_Exercise directions_: Could you return, in full, every line in the entries below that contains the word "carrot"? Treat uppercase and lowercase letters as different.

_Given data_:
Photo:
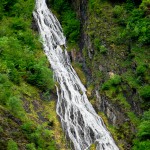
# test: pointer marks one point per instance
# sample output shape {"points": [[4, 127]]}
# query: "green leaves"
{"points": [[142, 142], [12, 145], [70, 24]]}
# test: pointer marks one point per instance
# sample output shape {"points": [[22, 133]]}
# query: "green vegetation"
{"points": [[27, 111], [117, 55], [68, 19], [142, 140], [12, 145]]}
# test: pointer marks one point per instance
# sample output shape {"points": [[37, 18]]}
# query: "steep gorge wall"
{"points": [[121, 103]]}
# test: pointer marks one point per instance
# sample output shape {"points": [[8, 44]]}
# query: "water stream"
{"points": [[79, 120]]}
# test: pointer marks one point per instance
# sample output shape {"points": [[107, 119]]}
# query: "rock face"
{"points": [[99, 67]]}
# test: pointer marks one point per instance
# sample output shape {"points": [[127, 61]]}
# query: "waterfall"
{"points": [[79, 120]]}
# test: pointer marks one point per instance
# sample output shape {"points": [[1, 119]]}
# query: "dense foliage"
{"points": [[117, 56], [68, 19], [23, 70]]}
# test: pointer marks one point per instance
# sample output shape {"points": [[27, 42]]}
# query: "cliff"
{"points": [[115, 62]]}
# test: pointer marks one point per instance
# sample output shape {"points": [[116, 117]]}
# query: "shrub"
{"points": [[113, 81], [142, 141], [30, 146], [145, 92], [140, 70], [12, 145], [15, 105], [118, 11]]}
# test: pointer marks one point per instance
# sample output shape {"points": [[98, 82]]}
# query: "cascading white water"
{"points": [[79, 120]]}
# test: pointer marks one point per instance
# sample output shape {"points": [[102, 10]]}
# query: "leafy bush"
{"points": [[15, 105], [140, 70], [12, 145], [142, 141], [118, 11], [30, 146], [113, 81], [70, 23], [145, 92]]}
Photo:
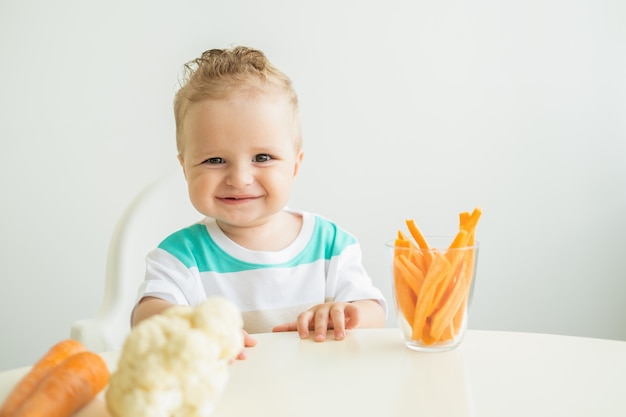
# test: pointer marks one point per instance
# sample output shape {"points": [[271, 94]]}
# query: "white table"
{"points": [[371, 373]]}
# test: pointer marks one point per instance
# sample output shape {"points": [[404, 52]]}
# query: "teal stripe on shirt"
{"points": [[194, 247]]}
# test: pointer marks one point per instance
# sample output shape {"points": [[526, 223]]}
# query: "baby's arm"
{"points": [[147, 307]]}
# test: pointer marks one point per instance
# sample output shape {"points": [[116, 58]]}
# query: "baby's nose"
{"points": [[239, 175]]}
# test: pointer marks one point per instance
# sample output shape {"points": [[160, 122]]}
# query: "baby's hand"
{"points": [[338, 316]]}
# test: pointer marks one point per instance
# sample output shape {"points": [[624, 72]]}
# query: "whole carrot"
{"points": [[69, 387], [57, 354]]}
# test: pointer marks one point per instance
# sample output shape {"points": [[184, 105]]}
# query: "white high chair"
{"points": [[160, 209]]}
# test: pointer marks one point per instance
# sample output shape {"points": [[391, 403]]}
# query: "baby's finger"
{"points": [[337, 315], [351, 314], [303, 323], [321, 324]]}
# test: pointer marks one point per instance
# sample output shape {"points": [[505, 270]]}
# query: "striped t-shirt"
{"points": [[270, 288]]}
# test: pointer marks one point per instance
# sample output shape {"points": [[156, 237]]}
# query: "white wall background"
{"points": [[415, 109]]}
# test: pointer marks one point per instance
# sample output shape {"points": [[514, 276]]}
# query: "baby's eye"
{"points": [[214, 161], [262, 157]]}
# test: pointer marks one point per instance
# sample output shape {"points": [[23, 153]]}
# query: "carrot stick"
{"points": [[406, 298], [57, 354], [69, 387], [414, 276], [417, 234], [438, 271]]}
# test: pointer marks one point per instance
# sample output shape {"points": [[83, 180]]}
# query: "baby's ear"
{"points": [[296, 167], [181, 161]]}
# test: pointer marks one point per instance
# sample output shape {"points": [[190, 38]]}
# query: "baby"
{"points": [[239, 143]]}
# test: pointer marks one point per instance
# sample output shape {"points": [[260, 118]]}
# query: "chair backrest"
{"points": [[160, 209]]}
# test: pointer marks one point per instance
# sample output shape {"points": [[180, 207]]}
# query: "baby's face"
{"points": [[239, 157]]}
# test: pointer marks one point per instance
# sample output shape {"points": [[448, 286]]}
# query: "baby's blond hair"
{"points": [[220, 73]]}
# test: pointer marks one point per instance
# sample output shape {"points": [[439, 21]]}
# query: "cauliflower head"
{"points": [[175, 364]]}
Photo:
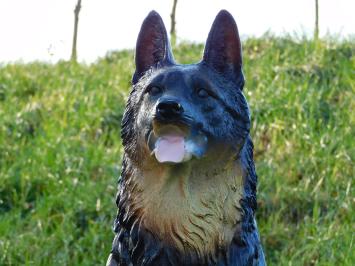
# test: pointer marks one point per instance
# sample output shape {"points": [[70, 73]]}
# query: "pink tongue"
{"points": [[170, 149]]}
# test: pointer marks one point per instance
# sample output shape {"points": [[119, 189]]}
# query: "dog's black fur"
{"points": [[221, 113]]}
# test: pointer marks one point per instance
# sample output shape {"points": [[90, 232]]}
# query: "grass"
{"points": [[60, 153]]}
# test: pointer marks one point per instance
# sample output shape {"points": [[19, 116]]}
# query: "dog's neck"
{"points": [[187, 207]]}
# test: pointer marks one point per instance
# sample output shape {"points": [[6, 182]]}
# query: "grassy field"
{"points": [[60, 153]]}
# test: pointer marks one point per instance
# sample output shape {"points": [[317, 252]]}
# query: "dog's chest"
{"points": [[194, 213]]}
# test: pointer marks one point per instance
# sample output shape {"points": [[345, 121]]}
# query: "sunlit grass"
{"points": [[60, 153]]}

_Worked answer_:
# query: "whole carrot"
# query: "carrot stick"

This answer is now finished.